(Task directions)
Return, unchanged, the lines of the material from the line with "Phrase: bathroom sink" through the end of the material, including both ends. Leave the pictures out of your answer.

>> begin

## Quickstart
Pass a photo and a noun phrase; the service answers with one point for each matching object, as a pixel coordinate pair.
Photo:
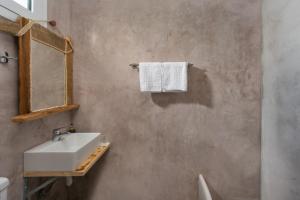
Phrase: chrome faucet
(57, 133)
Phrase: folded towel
(150, 76)
(174, 76)
(203, 190)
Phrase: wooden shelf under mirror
(45, 70)
(80, 171)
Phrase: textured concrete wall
(16, 138)
(281, 118)
(161, 142)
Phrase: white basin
(63, 155)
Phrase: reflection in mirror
(47, 77)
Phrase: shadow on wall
(199, 91)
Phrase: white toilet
(4, 182)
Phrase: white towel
(203, 190)
(150, 76)
(174, 76)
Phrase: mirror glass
(47, 77)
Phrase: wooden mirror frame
(48, 37)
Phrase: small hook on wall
(5, 58)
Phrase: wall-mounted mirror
(45, 70)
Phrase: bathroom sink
(63, 155)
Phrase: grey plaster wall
(161, 142)
(281, 112)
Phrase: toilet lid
(4, 182)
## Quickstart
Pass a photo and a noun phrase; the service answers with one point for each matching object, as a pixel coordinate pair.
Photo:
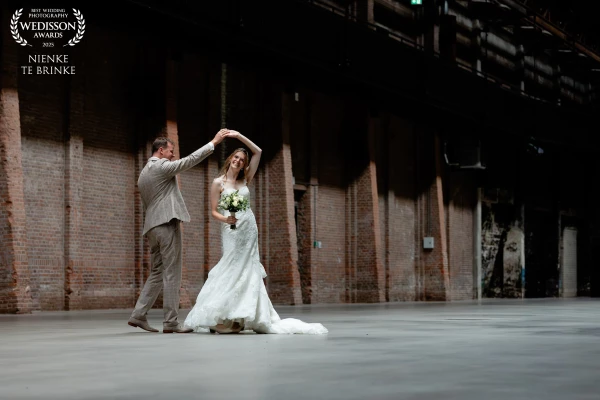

>> end

(The result)
Phrase: bathroom sink
(63, 155)
Phrase: grey plaster wall
(161, 142)
(281, 112)
Phrase: toilet lid
(4, 182)
## Quickstart
Pass a photo and a noun phrase; the service answers with one point for each matching object, as a pixel coordinate pair.
Photo:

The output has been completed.